** start Records supplied **
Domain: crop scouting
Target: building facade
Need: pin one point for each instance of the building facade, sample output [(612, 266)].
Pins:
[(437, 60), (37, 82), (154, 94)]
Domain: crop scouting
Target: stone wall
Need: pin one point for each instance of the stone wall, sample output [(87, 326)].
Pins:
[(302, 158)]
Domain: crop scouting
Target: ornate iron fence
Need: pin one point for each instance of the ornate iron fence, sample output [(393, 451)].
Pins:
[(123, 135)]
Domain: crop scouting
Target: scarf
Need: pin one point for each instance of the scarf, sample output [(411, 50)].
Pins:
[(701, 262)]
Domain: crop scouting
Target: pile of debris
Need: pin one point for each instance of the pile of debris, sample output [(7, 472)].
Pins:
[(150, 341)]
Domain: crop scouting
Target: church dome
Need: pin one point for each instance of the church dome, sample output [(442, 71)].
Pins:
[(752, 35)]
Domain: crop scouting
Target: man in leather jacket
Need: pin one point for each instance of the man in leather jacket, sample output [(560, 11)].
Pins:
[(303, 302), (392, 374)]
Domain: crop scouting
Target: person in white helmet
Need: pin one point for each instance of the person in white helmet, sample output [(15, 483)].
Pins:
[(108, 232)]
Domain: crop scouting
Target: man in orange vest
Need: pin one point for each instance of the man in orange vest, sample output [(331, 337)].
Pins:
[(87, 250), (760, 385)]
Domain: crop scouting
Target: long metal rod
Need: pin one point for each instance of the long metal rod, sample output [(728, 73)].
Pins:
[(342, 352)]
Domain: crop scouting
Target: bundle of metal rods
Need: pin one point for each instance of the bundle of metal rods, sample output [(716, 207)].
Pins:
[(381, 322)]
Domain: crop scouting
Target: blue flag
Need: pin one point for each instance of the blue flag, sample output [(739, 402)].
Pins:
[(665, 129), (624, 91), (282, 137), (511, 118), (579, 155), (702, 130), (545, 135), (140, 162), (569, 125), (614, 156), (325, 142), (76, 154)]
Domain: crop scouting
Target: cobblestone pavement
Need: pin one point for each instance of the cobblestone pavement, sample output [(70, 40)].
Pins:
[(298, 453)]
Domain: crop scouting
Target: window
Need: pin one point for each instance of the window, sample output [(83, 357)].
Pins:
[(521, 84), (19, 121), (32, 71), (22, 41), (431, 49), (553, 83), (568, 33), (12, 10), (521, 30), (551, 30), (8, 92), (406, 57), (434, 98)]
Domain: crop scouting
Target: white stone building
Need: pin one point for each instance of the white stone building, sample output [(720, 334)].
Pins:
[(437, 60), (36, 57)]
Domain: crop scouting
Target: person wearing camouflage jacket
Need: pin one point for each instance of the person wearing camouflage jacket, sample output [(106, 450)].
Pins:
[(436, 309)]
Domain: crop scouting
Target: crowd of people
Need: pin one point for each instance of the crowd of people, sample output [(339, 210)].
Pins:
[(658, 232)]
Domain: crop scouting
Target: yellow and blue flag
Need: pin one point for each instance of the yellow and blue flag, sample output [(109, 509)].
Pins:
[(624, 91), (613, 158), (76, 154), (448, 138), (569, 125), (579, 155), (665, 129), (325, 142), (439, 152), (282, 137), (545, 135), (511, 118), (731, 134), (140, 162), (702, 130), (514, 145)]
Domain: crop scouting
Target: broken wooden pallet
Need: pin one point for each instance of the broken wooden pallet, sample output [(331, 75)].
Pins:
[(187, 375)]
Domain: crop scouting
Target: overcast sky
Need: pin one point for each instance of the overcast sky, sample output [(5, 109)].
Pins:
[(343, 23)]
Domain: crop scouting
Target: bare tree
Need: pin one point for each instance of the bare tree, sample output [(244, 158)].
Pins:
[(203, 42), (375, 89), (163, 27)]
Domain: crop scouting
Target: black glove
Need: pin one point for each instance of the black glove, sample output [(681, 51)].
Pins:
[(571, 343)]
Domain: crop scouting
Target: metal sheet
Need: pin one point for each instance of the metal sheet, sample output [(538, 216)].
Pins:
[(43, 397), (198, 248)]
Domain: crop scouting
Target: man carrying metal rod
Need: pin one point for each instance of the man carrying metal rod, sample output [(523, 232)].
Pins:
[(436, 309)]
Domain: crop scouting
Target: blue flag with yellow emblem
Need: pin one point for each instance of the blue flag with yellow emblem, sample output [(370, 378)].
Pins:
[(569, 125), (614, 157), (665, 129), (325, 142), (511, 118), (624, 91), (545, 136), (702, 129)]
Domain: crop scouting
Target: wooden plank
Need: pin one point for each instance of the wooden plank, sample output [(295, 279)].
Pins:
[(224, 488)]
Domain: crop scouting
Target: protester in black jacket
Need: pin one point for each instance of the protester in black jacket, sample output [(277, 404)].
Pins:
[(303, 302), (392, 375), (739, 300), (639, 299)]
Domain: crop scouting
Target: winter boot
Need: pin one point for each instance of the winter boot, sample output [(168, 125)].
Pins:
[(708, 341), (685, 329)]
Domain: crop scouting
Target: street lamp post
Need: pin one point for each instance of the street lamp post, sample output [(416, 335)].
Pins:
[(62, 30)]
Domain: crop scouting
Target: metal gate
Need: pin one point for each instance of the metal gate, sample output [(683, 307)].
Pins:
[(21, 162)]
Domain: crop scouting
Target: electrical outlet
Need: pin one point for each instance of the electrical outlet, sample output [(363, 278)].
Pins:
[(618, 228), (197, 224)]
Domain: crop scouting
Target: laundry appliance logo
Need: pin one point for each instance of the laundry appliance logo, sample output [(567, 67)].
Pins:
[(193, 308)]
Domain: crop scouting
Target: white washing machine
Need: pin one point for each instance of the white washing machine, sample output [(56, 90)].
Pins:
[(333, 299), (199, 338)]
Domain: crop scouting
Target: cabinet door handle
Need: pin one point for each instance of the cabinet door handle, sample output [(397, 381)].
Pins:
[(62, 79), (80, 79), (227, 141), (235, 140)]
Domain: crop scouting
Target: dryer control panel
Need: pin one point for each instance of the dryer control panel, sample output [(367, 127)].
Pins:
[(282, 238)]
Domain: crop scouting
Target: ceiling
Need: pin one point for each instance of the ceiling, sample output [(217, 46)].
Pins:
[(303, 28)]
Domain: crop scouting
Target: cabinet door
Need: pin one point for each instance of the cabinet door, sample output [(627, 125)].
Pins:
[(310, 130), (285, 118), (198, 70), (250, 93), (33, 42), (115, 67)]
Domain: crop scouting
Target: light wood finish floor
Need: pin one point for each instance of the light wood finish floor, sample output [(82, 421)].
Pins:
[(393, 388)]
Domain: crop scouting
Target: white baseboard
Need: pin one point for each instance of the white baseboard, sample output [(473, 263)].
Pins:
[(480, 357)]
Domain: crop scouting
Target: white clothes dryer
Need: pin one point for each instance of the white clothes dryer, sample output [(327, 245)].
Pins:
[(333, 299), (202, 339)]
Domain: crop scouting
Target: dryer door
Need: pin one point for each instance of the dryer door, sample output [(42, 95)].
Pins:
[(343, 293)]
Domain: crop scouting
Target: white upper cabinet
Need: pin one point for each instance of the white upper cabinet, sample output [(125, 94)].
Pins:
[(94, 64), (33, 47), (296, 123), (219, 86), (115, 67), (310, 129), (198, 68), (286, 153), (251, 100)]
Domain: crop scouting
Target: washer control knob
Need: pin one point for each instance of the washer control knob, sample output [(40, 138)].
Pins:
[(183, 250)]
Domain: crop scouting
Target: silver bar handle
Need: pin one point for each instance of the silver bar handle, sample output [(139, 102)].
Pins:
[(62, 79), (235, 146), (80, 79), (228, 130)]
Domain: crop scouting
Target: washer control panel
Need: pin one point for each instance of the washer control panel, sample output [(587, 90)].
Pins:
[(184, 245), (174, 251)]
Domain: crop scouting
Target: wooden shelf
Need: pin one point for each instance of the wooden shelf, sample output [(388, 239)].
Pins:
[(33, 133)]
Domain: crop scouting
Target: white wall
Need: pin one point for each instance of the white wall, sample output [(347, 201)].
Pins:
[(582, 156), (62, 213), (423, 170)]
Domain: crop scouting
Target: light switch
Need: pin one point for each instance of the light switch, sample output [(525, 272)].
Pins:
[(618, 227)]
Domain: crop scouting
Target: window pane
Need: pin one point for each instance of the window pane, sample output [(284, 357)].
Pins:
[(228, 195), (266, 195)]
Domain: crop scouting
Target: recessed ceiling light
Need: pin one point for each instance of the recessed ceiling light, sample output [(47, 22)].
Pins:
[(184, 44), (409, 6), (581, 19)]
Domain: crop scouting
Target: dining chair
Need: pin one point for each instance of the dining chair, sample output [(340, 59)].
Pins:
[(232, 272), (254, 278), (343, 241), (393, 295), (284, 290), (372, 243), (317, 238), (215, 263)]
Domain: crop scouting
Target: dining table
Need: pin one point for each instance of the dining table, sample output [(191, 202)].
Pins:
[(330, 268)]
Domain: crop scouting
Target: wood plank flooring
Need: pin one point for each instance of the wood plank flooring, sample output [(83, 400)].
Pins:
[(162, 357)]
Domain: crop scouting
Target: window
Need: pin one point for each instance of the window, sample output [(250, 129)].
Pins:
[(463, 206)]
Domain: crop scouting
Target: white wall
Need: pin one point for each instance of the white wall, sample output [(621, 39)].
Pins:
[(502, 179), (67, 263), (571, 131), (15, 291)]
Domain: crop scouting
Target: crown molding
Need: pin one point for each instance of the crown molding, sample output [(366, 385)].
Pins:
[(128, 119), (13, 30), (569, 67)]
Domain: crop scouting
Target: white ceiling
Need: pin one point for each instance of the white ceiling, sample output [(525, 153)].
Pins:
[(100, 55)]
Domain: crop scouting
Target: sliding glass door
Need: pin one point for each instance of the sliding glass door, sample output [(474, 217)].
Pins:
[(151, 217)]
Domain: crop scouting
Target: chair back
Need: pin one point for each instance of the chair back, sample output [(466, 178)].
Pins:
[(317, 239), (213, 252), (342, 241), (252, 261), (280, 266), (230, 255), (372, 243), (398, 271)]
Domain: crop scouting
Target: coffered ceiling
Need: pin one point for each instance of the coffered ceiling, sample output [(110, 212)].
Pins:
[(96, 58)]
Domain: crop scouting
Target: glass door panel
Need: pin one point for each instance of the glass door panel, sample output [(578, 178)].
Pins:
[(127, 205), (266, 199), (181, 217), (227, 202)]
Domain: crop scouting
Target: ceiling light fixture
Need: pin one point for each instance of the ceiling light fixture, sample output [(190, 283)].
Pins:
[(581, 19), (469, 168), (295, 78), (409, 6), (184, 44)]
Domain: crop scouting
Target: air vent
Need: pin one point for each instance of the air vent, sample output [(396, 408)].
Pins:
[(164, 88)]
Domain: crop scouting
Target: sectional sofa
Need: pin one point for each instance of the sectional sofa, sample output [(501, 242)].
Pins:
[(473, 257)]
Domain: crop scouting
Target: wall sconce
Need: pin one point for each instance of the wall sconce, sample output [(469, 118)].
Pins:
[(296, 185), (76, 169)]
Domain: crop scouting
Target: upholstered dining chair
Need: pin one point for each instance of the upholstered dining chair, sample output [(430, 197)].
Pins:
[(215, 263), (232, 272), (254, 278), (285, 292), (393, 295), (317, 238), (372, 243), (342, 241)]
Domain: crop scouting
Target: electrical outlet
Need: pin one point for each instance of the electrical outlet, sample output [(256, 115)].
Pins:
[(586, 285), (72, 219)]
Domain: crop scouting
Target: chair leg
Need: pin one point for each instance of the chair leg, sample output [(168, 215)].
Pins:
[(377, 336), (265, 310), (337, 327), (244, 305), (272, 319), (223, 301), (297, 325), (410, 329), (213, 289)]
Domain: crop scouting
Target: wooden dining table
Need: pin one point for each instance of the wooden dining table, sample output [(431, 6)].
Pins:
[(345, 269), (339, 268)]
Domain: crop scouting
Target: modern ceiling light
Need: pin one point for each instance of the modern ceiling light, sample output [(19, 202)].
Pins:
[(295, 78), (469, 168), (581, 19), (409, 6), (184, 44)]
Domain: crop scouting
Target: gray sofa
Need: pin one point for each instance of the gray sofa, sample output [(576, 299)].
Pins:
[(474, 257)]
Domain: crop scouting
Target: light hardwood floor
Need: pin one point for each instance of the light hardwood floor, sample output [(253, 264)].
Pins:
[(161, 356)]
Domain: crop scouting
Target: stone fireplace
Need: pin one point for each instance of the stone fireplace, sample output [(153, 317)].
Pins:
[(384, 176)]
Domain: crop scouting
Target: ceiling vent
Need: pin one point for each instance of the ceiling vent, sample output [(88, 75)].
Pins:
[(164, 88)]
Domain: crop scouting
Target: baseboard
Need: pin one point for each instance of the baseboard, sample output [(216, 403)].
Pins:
** end Records supplied **
Aim of the task: Print the data exactly as it appears, from the first line up to and including the line that contains "[(302, 158)]".

Completed task:
Domain: crop scouting
Target: building facade
Need: pin one point for each instance of the building facade, sample output [(612, 266)].
Pins:
[(437, 60), (37, 82), (154, 94)]
Domain: crop scouting
Target: stone wall
Need: pin one point for each instance of the stone wall, sample output [(87, 326)].
Pins:
[(302, 158)]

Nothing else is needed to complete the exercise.